記憶がおぼろになっている方&見ていない方のために簡単なあらすじを。

シチリアで暮らすマッテオ・スクーロは74歳。5人の子供たちはとっくの昔に家を出て、それぞれに暮らしている。いまや夏の休暇でさえ誰も帰ってこない。そこでマッテオは、自分から子供たちに会いに行こうと思いつき、彼らと会える喜びに胸をときめかせるのだった。

人生は切ない。だからサプライズなんてやるもんじゃない

皆様、小津安二郎監督の『東京物語』はご覧になったことありますでしょうか?

私はないです。

ですが、有名な作品なので、簡単なあらすじは知っています。

広島の尾道に住む老夫婦が、東京に住む子供たちを訪ねます。ですがもう、子供たちには子供たちの生活があり、自分たちの生活の中に突然入り込んできた両親を持て余してしまう、というのが大筋の流れです。

大筋的には『みんな元気』も同じ流れです。

ただ『東京物語』は夫婦で上京しますが、『みんな元気』では夫のマッテオだけが、単身で子供たちのところへ向かいます。

この映画の始まりは、マッテオが姿の見えない妻に向かって語りかけているシーンからです。

しかしマッテオに対し、妻からの返事はなく、マッテオの独り言となっています。

マッテオは好々爺然としていて、人の良いおじいちゃんという印象です。そんなおじいちゃんが妻に語りかけている内容はどこか切ない。
----------
• [課題 A]: 『みんな元気』を紹介する上の本文を、一字一句たがえずに全文書き写しなさい。
• [課題 B]: 記録のうち、「Point out every instance of the kitchen」を含む行から記録の最後の行まで、両端の行も含めてそのまま抜き出しなさい。
----------
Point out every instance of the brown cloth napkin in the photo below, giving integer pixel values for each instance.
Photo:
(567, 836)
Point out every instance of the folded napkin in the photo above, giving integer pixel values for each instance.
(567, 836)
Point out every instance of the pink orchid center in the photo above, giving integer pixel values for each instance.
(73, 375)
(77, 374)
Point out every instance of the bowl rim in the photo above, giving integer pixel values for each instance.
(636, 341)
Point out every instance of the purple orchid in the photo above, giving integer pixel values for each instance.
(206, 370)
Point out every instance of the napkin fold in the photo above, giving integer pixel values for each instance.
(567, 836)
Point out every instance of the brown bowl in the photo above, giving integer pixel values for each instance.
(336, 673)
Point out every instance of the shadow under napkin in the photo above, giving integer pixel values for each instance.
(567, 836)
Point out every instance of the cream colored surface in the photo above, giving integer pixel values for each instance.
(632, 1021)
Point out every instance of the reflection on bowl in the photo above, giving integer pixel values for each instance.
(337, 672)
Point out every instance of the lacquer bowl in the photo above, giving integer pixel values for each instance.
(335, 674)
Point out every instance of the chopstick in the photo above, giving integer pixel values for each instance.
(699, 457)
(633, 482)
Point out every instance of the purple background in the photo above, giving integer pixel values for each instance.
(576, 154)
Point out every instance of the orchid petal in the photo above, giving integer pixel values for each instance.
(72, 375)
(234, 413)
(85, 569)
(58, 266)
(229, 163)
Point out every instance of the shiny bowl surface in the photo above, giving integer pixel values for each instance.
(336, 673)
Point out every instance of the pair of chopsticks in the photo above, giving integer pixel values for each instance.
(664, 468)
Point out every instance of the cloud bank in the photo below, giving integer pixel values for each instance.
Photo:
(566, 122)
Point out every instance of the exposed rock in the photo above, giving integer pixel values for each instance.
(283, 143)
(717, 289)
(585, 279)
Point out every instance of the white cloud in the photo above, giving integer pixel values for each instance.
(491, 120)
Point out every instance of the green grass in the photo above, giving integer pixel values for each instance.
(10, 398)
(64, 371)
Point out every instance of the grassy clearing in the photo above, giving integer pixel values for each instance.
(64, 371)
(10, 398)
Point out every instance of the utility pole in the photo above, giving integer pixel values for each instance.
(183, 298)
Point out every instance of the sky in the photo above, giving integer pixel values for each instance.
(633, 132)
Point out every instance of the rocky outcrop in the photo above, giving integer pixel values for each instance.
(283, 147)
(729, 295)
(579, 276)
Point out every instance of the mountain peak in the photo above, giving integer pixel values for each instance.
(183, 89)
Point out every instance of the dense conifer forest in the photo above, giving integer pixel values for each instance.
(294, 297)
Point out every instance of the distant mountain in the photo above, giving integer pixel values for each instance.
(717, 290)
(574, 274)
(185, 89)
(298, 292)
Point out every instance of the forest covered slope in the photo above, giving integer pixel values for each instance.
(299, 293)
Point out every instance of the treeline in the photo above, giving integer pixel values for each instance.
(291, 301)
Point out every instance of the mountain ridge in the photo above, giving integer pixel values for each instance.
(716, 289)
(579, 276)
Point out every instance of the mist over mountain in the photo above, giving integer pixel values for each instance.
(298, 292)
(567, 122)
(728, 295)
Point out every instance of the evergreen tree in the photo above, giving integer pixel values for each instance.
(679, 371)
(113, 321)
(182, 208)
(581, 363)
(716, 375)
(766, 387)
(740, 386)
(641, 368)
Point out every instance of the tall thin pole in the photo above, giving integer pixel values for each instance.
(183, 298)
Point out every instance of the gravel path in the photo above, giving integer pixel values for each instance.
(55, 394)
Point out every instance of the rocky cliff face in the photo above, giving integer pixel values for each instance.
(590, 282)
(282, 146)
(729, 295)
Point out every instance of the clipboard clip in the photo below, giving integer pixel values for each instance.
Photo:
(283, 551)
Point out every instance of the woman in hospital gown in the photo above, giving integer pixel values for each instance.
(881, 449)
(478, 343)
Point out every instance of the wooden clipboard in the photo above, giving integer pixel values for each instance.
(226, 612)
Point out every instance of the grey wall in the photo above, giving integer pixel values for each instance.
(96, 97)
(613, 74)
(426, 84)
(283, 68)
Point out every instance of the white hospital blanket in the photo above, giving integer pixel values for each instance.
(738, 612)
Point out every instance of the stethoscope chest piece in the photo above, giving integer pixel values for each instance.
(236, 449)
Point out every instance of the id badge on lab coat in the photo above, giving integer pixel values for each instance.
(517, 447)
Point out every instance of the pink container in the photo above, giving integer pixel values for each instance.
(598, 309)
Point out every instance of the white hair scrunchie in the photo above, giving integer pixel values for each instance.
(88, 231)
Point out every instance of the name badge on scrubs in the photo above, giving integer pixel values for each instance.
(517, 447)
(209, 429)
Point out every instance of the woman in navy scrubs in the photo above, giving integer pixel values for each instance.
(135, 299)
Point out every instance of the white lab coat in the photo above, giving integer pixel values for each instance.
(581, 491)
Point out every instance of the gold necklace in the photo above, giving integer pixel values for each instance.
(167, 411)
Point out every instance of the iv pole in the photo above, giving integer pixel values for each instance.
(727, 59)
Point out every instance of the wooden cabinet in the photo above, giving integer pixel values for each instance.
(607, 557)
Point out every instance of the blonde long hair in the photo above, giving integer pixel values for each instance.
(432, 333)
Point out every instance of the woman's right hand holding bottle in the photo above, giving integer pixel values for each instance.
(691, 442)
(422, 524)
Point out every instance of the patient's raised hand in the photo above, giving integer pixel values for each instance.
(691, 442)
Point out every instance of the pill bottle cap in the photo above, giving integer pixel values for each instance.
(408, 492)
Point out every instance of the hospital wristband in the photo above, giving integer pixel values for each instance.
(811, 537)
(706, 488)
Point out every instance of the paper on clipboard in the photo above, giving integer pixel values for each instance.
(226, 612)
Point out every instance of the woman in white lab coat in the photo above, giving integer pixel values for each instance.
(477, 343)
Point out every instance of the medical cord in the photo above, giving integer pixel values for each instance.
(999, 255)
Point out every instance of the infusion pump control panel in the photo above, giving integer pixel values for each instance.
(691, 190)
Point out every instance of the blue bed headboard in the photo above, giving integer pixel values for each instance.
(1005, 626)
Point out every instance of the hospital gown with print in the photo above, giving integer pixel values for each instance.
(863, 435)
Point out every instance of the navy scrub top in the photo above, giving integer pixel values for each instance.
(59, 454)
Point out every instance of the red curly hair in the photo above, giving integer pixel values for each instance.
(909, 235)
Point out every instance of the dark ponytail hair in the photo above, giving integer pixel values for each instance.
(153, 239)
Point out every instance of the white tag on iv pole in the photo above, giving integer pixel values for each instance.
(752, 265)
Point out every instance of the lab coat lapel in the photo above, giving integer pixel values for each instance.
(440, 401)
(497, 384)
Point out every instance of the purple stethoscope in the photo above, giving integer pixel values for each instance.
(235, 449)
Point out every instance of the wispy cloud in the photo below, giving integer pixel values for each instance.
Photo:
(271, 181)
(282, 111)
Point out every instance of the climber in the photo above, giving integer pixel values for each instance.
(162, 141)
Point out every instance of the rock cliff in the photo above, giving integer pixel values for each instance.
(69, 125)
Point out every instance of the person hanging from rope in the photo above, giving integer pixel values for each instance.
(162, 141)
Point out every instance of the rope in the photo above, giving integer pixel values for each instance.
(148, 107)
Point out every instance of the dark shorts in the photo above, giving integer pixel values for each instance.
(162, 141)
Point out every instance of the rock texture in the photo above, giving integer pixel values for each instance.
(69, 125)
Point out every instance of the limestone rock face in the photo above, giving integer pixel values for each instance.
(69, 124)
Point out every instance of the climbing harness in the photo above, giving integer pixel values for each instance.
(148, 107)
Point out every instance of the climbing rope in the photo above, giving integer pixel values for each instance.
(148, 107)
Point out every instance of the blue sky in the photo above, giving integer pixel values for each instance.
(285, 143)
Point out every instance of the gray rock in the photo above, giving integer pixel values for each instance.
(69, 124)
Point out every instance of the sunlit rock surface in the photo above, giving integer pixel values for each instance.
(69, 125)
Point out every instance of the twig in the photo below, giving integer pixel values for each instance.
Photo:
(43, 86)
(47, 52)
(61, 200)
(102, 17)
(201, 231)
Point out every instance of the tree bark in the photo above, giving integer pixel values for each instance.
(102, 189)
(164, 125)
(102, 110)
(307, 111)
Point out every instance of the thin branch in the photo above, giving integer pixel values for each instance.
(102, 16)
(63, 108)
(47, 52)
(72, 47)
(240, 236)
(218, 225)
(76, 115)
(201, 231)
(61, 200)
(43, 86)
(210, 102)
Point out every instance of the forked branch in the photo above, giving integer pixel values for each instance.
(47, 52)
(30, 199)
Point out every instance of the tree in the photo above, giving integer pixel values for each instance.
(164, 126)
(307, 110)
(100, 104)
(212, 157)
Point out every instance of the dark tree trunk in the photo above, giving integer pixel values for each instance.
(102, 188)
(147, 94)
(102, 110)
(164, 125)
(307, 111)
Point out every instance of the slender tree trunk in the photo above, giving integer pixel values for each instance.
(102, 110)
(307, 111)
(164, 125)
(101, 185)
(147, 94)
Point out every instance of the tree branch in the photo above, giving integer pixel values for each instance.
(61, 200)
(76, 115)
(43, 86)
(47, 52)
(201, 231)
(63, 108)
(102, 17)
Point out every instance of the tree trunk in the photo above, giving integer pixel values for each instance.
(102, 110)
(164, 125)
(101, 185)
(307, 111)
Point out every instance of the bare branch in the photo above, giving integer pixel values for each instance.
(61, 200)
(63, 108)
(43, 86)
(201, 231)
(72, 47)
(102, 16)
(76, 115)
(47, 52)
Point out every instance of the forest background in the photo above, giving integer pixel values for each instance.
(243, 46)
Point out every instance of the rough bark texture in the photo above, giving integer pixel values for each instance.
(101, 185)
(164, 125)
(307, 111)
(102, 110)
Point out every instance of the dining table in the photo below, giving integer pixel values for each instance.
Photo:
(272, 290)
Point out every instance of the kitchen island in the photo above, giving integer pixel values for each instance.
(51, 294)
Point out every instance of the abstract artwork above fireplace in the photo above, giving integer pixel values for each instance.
----------
• [正答 A]:
記憶がおぼろになっている方&見ていない方のために簡単なあらすじを。

シチリアで暮らすマッテオ・スクーロは74歳。5人の子供たちはとっくの昔に家を出て、それぞれに暮らしている。いまや夏の休暇でさえ誰も帰ってこない。そこでマッテオは、自分から子供たちに会いに行こうと思いつき、彼らと会える喜びに胸をときめかせるのだった。

人生は切ない。だからサプライズなんてやるもんじゃない

皆様、小津安二郎監督の『東京物語』はご覧になったことありますでしょうか?

私はないです。

ですが、有名な作品なので、簡単なあらすじは知っています。

広島の尾道に住む老夫婦が、東京に住む子供たちを訪ねます。ですがもう、子供たちには子供たちの生活があり、自分たちの生活の中に突然入り込んできた両親を持て余してしまう、というのが大筋の流れです。

大筋的には『みんな元気』も同じ流れです。

ただ『東京物語』は夫婦で上京しますが、『みんな元気』では夫のマッテオだけが、単身で子供たちのところへ向かいます。

この映画の始まりは、マッテオが姿の見えない妻に向かって語りかけているシーンからです。

しかしマッテオに対し、妻からの返事はなく、マッテオの独り言となっています。

マッテオは好々爺然としていて、人の良いおじいちゃんという印象です。そんなおじいちゃんが妻に語りかけている内容はどこか切ない。

• [正答 B]:
Point out every instance of the kitchen island in the photo above, giving integer pixel values for each instance.
(51, 294)
Point out every instance of the abstract artwork above fireplace in the photo above, giving integer pixel values for each instance.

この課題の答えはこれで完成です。